▶ **Task directions**: Using the records below, repeat exactly the lines from the one holding "Exercise. Mark the arched" through the one holding "Exercise. Mark the girl", both ends included, and no others.

▶ **Given data**:

╭──

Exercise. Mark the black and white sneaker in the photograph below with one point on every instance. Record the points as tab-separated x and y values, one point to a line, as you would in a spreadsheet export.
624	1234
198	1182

╰──
╭──

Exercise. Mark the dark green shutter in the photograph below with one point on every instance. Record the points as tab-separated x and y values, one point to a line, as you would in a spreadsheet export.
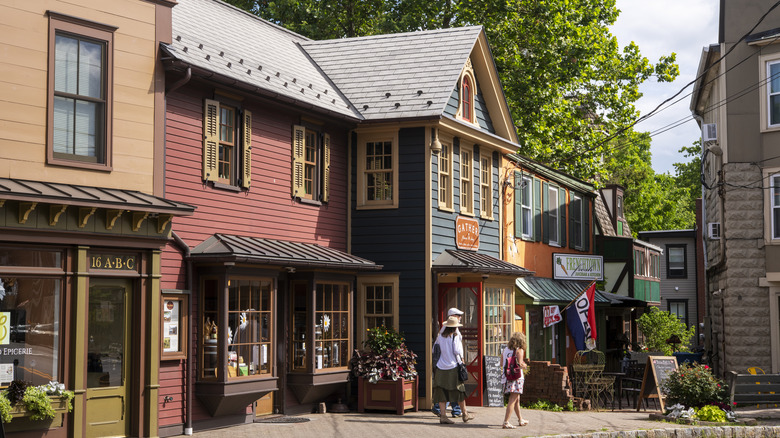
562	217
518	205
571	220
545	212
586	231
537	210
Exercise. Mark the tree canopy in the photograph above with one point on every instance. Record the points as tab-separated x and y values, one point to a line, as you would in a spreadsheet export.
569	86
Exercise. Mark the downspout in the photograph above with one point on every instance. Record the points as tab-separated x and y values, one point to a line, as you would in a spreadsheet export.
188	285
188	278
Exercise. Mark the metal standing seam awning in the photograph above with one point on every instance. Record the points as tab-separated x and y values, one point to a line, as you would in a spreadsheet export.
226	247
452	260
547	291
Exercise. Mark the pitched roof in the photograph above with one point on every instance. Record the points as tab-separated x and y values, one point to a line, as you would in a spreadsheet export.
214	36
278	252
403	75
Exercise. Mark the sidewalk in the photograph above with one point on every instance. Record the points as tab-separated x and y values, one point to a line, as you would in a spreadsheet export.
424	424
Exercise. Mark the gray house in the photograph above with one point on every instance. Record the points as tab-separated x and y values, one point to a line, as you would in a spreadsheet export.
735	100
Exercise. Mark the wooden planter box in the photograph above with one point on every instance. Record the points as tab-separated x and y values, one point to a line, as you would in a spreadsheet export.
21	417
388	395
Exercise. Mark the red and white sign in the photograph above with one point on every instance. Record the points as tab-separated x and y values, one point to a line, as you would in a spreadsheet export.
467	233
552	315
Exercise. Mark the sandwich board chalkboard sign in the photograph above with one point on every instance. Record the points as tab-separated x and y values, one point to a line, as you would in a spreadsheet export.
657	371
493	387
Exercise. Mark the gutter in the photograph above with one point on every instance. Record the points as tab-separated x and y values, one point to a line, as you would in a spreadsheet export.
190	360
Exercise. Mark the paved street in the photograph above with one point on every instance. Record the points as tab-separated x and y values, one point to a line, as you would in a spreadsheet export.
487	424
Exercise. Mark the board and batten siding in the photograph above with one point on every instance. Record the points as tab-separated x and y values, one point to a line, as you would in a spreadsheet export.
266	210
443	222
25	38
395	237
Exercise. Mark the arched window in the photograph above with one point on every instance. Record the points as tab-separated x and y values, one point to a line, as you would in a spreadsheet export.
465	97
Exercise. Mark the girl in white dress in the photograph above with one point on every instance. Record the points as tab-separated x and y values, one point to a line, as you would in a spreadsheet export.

╰──
╭──

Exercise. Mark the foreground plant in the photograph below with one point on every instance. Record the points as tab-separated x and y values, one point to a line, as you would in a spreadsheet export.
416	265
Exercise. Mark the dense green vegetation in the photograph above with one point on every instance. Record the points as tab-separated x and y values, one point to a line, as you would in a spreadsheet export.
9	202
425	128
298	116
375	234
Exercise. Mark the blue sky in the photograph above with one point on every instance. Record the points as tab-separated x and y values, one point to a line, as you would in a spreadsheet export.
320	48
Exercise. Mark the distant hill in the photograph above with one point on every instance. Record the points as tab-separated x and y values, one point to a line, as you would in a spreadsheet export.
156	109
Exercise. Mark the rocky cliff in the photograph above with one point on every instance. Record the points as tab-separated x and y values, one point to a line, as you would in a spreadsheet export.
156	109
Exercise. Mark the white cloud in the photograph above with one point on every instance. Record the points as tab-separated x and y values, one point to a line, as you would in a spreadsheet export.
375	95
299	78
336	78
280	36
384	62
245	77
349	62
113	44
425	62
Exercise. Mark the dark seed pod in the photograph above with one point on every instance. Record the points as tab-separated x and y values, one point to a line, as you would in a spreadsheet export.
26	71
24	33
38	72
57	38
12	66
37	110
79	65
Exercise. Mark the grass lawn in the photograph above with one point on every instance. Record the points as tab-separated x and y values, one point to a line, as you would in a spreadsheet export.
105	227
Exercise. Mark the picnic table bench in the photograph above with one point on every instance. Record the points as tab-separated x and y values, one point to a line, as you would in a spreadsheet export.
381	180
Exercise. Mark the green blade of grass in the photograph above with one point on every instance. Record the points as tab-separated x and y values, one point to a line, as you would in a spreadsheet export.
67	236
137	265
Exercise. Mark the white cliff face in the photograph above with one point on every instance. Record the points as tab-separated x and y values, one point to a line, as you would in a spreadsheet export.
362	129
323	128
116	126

╰──

▶ **Completed exercise**:
Exercise. Mark the arched window in the photograph above with one point on every instance. Record the points as tab-separated x and y values, one point to a line, as you would in a spreadsheet export.
465	97
Exercise. Mark the girl in white dress in the photograph above with one point on every instance. Record the points as tab-separated x and y values, one point to a line, as you would in a spreadsheet export.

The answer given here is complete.